EXERCISE OBJECTIVE:
Please edit the rows below so that each "layered feather" becomes "striped feather", leaving everything else unchanged. Leave the pictures out of your answer.

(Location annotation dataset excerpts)
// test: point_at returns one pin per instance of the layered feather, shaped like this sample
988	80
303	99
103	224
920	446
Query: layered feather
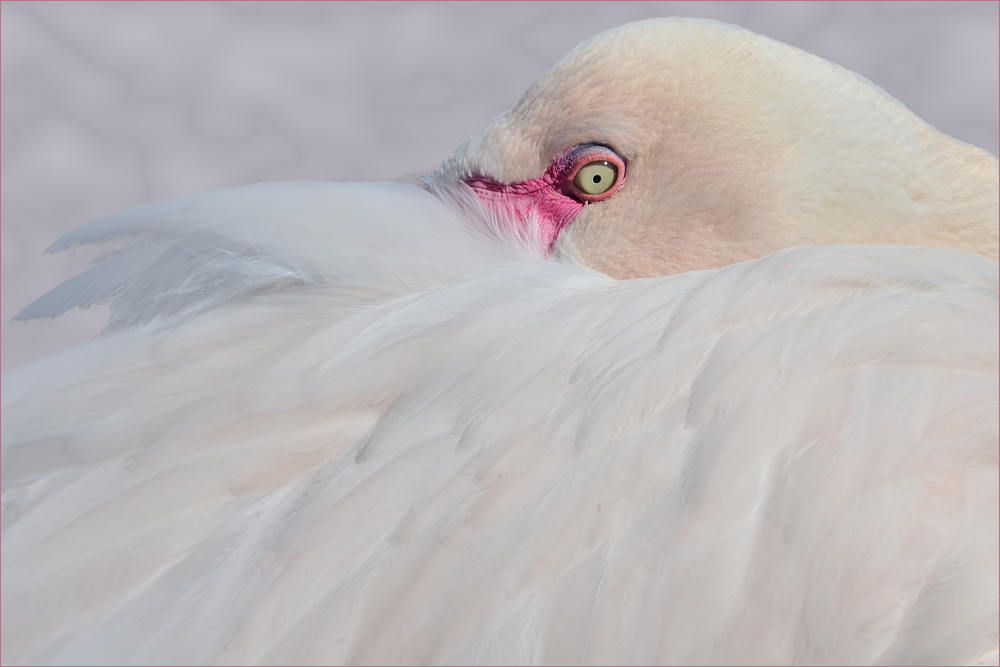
508	459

WRITTEN ANSWER:
// test: point_at returns one pin per instance of the striped feather, shaped like this sample
988	80
303	99
103	224
920	446
Query: striped feather
508	459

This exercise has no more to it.